## [Written instruction]
Rewrite the listing from its first line through the line containing "0,84,338,300", swapping every "ImageApi" for "VisionApi" and keeping everything else the same. Omit the picture.

(Entries on finding named things)
===
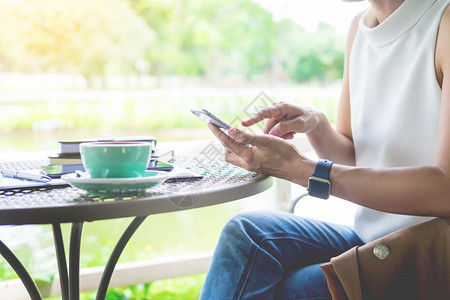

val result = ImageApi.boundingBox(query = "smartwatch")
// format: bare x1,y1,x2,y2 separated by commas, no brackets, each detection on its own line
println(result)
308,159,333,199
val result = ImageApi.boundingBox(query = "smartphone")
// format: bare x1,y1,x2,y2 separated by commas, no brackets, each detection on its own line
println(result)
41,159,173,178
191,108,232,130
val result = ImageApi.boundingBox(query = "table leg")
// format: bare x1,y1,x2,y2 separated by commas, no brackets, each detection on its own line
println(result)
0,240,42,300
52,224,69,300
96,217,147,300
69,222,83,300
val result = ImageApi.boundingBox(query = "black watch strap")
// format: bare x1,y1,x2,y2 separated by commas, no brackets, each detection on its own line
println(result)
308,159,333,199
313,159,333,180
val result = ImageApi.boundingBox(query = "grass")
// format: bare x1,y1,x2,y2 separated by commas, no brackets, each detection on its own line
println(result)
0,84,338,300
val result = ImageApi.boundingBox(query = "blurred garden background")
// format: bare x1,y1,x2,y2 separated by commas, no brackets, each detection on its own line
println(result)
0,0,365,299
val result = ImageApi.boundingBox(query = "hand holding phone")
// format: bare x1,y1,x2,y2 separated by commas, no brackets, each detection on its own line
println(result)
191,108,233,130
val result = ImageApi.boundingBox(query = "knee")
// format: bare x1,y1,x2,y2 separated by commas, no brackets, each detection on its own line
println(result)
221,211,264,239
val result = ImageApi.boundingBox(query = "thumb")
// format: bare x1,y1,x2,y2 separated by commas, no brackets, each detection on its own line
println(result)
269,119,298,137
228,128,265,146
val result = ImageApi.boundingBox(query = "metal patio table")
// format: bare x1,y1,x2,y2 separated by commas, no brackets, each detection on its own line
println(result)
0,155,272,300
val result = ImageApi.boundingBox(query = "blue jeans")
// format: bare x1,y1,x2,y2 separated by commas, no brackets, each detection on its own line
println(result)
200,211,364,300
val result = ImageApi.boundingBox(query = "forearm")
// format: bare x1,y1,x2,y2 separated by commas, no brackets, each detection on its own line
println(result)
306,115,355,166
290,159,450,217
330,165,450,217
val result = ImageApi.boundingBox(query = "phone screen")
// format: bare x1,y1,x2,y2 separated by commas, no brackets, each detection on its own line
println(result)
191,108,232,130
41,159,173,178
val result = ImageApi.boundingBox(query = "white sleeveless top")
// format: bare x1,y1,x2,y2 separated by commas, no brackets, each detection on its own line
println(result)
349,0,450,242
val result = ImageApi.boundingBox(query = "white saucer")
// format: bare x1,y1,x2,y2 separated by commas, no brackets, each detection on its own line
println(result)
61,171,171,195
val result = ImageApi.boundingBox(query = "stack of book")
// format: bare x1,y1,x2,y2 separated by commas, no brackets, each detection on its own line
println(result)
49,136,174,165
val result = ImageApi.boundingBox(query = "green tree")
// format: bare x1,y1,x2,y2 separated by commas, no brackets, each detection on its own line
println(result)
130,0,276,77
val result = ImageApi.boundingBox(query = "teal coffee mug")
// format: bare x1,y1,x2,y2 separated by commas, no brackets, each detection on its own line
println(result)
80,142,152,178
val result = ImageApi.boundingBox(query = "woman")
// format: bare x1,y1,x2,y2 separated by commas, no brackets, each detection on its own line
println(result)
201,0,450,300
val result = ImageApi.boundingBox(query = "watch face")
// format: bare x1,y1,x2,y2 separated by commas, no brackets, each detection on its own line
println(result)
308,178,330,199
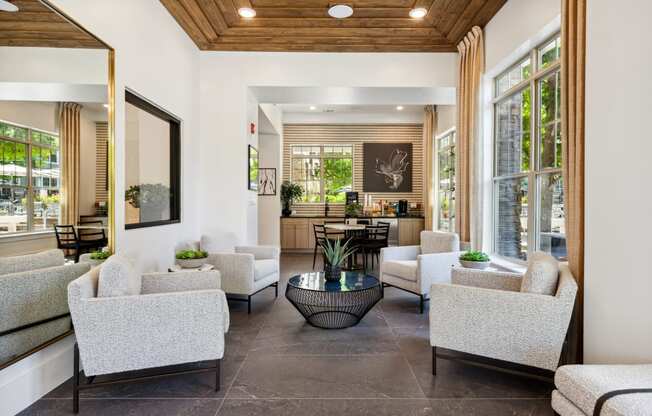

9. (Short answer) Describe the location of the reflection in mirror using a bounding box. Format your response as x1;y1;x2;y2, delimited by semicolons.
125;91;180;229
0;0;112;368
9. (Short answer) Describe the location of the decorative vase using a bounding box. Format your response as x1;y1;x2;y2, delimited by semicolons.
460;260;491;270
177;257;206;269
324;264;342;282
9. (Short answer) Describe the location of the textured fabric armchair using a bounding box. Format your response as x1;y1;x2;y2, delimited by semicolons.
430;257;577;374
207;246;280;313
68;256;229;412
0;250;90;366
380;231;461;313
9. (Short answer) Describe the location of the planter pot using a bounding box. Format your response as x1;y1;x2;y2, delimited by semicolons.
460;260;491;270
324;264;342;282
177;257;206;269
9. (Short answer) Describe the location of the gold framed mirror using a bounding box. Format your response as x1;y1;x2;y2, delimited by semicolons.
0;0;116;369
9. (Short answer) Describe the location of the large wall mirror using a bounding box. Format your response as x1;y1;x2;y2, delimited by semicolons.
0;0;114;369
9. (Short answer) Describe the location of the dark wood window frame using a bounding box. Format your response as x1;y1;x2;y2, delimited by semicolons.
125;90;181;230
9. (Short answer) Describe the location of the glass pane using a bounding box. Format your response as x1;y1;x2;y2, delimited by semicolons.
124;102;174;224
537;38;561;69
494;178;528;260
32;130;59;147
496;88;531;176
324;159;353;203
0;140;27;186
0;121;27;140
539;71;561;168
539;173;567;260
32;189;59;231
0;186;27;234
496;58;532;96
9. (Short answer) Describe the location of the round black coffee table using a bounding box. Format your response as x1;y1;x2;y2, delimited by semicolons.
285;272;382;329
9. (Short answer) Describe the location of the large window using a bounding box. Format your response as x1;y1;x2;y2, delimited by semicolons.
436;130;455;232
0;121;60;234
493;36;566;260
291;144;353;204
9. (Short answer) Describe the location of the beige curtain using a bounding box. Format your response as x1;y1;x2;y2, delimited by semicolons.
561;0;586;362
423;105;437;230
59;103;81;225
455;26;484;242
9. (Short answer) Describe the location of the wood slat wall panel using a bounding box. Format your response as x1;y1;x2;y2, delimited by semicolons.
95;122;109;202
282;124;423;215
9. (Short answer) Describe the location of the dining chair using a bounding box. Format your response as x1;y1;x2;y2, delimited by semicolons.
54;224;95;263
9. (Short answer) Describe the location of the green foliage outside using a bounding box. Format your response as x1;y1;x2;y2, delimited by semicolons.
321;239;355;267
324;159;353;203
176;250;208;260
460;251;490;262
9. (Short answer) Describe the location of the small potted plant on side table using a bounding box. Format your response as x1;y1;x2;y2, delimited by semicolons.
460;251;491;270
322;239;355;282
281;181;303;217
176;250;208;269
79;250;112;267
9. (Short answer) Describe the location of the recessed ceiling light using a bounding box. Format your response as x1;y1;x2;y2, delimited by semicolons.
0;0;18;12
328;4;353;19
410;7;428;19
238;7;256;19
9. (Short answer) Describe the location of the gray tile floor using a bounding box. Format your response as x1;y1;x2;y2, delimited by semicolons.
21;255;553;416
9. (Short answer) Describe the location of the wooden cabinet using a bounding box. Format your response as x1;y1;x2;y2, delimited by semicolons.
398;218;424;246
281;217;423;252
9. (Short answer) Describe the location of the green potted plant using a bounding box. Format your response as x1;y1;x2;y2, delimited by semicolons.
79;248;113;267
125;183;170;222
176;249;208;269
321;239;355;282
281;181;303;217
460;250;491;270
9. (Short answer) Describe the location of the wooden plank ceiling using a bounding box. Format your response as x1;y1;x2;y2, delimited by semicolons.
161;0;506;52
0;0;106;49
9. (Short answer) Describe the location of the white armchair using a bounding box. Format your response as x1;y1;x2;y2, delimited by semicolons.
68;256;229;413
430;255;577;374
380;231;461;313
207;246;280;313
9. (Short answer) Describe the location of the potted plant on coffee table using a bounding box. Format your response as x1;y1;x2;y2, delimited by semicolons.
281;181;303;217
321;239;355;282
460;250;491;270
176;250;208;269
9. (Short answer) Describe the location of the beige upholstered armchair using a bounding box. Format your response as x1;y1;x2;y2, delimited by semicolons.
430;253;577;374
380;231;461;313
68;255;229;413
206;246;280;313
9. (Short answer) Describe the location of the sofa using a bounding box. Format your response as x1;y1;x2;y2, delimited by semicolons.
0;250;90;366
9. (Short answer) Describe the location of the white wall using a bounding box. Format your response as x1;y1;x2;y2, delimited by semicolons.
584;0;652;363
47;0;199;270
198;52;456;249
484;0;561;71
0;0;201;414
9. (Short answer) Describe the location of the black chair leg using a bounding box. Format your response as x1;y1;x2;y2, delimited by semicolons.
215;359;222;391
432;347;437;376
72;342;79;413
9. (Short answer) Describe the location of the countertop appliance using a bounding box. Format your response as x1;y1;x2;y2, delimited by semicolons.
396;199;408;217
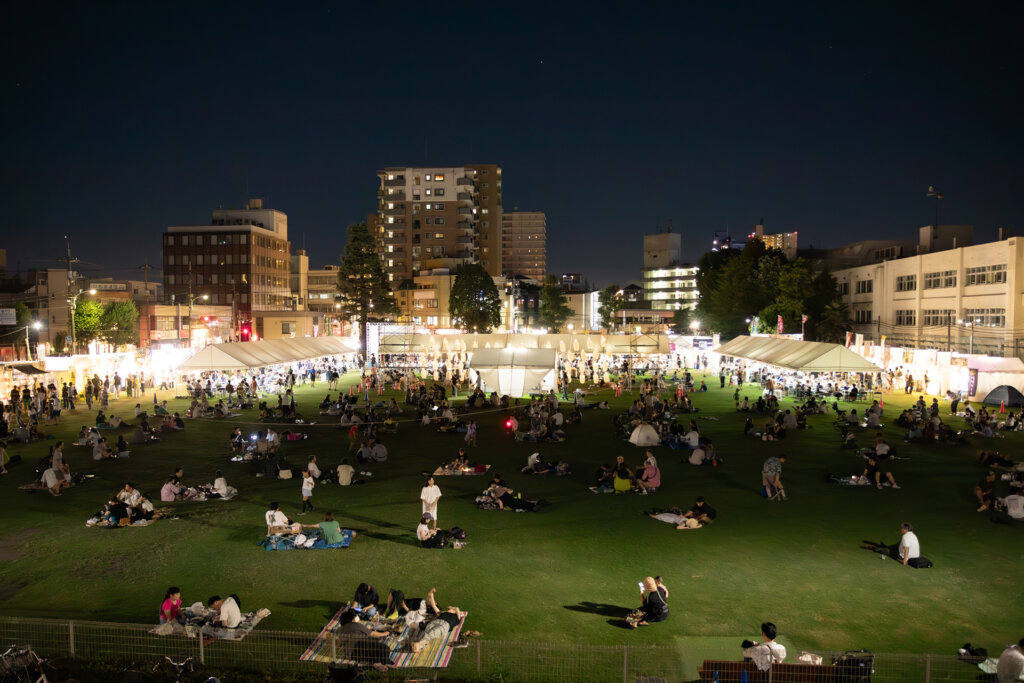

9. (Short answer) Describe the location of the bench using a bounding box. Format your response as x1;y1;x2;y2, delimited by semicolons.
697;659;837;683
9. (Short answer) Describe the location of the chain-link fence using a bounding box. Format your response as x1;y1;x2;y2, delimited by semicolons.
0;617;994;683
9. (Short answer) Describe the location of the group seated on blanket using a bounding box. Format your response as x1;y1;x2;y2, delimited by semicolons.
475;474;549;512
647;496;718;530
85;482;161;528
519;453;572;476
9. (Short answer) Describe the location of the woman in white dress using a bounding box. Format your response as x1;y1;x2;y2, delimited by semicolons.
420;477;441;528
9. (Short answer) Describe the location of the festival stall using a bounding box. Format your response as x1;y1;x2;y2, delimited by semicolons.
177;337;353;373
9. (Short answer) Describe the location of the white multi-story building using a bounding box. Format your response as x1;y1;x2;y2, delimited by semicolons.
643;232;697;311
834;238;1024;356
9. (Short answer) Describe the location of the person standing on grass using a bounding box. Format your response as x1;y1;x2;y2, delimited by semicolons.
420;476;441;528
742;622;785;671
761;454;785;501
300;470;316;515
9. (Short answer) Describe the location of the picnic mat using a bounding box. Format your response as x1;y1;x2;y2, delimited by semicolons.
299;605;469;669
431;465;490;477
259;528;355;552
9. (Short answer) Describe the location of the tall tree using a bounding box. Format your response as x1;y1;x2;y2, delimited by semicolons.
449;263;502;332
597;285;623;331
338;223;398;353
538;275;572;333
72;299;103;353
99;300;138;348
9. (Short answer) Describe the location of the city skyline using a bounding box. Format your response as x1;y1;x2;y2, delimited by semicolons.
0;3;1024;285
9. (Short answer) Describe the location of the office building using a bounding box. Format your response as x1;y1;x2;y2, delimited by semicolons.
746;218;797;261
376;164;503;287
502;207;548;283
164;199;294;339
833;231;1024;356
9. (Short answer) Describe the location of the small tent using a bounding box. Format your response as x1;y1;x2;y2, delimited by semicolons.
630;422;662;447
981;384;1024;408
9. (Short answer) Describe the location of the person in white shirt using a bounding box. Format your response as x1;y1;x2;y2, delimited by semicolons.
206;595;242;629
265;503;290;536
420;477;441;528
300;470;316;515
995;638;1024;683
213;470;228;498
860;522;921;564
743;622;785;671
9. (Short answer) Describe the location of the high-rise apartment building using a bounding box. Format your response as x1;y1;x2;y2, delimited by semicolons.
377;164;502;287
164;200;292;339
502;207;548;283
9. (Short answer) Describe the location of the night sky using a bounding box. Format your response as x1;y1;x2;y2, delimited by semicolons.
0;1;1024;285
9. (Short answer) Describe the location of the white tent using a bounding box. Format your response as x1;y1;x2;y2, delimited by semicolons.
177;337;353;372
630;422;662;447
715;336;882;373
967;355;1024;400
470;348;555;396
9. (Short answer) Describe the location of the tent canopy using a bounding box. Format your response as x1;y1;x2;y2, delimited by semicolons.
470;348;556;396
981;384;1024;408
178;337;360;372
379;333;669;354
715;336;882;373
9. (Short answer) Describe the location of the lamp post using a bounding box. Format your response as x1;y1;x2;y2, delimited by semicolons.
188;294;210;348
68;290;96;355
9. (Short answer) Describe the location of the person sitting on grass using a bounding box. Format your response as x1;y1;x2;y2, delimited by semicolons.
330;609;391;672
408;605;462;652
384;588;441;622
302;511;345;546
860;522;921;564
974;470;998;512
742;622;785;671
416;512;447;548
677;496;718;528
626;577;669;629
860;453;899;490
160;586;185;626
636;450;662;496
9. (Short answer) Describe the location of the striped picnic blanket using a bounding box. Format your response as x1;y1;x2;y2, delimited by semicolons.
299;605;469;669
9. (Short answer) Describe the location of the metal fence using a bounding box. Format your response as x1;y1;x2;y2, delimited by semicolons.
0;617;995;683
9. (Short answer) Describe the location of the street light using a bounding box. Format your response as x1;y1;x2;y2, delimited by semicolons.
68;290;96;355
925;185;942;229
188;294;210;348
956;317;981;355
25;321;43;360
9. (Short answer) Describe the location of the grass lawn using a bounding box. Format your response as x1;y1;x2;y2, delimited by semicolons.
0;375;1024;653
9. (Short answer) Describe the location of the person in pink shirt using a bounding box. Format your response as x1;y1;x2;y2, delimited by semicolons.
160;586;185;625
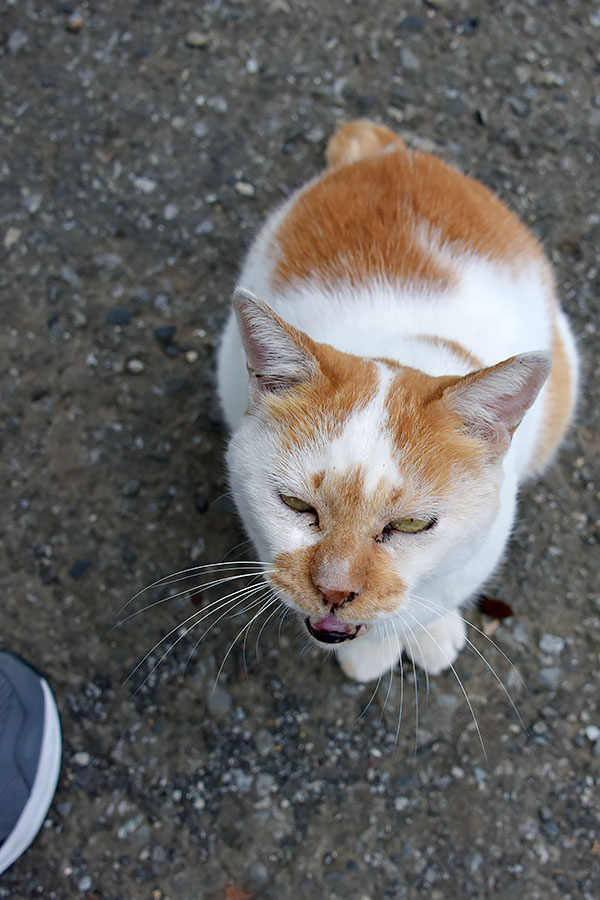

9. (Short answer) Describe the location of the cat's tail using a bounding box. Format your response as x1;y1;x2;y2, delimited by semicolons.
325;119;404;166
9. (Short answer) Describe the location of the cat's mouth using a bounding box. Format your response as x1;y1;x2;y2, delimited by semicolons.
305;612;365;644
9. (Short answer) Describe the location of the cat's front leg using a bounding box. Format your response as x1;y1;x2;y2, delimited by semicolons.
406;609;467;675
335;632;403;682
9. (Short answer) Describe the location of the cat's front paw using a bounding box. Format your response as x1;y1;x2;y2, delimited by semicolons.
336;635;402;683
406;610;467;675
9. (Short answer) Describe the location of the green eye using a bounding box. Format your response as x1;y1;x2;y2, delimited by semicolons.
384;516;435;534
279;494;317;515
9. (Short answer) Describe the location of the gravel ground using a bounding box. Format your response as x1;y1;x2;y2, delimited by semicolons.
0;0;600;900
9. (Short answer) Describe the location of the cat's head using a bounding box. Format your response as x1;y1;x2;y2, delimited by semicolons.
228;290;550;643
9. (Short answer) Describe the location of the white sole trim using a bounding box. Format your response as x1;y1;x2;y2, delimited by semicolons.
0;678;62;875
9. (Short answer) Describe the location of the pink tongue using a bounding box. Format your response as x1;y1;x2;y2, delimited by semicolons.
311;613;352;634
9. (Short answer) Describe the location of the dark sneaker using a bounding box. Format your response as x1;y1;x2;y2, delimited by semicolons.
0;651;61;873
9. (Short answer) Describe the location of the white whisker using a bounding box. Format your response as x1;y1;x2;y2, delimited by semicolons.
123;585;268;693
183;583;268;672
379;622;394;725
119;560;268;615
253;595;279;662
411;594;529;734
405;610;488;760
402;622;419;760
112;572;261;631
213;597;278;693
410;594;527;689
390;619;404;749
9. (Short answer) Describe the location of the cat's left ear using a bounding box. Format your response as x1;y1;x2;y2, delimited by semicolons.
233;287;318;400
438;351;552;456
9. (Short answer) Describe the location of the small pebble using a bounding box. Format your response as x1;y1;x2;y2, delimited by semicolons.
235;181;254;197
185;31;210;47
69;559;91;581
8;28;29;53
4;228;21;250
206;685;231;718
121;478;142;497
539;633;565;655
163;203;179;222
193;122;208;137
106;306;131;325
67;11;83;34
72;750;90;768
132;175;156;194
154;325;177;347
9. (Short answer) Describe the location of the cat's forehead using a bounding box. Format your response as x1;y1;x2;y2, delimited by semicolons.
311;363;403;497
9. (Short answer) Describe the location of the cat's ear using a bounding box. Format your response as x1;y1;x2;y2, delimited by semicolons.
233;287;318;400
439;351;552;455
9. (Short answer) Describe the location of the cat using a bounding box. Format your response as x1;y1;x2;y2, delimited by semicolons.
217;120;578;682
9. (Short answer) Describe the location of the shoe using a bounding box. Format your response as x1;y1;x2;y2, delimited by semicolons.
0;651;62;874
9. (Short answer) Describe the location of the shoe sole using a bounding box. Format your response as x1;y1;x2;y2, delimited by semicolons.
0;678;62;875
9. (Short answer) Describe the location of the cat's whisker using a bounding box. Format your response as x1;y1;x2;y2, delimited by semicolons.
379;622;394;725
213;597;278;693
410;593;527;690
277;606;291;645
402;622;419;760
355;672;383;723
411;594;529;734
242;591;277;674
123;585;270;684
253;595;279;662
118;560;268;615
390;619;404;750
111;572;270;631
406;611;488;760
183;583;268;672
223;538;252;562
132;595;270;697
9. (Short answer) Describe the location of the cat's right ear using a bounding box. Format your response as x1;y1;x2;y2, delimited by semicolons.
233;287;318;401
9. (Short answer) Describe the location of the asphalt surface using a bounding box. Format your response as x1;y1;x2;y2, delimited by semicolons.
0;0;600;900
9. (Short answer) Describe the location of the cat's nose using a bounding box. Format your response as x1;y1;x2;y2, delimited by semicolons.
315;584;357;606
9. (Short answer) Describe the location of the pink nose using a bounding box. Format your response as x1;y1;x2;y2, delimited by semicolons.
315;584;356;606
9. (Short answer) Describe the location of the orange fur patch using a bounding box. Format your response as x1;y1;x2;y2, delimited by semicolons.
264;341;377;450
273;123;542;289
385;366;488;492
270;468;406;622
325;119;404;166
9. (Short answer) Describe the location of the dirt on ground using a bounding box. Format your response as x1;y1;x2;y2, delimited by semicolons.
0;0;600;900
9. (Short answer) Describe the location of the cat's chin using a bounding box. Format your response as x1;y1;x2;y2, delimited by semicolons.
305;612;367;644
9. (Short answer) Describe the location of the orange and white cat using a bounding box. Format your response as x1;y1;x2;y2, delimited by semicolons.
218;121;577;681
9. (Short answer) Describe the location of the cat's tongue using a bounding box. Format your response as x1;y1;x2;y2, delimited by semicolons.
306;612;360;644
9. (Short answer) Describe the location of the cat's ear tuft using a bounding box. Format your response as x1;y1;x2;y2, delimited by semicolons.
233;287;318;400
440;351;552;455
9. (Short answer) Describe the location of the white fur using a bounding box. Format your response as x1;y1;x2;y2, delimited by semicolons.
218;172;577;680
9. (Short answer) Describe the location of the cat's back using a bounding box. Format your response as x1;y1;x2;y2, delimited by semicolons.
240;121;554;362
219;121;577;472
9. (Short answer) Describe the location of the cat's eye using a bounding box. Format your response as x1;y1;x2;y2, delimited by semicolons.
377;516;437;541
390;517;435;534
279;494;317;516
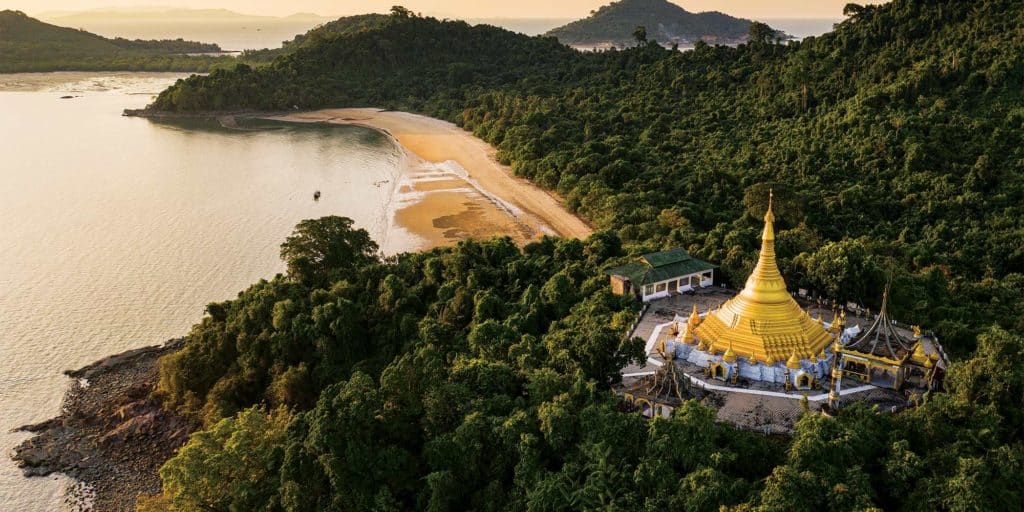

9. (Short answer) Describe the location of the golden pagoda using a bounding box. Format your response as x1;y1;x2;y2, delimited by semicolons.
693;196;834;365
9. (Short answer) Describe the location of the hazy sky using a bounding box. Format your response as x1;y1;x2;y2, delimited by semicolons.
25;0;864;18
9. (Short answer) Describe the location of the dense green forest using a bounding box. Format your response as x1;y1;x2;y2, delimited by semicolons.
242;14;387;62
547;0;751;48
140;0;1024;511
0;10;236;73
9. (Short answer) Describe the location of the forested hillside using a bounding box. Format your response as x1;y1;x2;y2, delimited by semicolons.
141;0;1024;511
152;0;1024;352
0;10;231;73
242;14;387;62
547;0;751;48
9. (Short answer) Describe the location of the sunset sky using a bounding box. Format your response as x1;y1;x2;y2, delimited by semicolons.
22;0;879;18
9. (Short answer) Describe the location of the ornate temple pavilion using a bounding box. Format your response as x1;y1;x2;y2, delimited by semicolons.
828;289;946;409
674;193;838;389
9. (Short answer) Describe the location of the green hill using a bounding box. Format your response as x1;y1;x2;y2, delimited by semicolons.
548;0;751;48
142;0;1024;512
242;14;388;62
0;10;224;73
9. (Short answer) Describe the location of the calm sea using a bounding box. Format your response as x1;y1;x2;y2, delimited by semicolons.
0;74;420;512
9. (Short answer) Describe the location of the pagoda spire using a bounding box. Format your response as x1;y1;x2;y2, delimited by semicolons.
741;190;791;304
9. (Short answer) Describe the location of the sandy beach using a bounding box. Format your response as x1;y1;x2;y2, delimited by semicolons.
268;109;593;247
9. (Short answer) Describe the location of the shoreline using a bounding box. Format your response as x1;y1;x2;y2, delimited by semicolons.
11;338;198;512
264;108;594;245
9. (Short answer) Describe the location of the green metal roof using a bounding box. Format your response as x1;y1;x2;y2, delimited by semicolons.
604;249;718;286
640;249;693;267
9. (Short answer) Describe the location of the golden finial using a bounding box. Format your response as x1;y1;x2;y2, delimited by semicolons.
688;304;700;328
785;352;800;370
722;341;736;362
===
## [Full answer]
val result = VisionApi.boundingBox(query = "smartwatch")
// format: bare x1,y1,x2,y2 separated by commas, no brackets, each detection on its own line
println(result)
308,159,333,199
val result = VisionApi.boundingBox(query = "smartphone")
// format: bare x1,y1,x2,y2 separated by commas, no brackets, each detection on its own line
println(result)
41,159,173,178
191,108,232,130
val result = VisionApi.boundingBox(query = "table leg")
// format: bare x1,y1,x2,y2 separated by commas, no brackets, each detection on its own line
println(result)
0,240,42,300
52,224,69,300
96,217,147,300
69,222,83,300
val result = VisionApi.boundingBox(query = "black watch strap")
// format: bare x1,y1,x2,y2 separated by commas, no brackets, each detection on its own line
println(result)
308,159,333,199
313,159,333,180
val result = VisionApi.boundingBox(query = "grass")
// format: bare x1,y1,x2,y2 separated by commas, no brackets, each detection on its own line
println(result)
0,84,338,300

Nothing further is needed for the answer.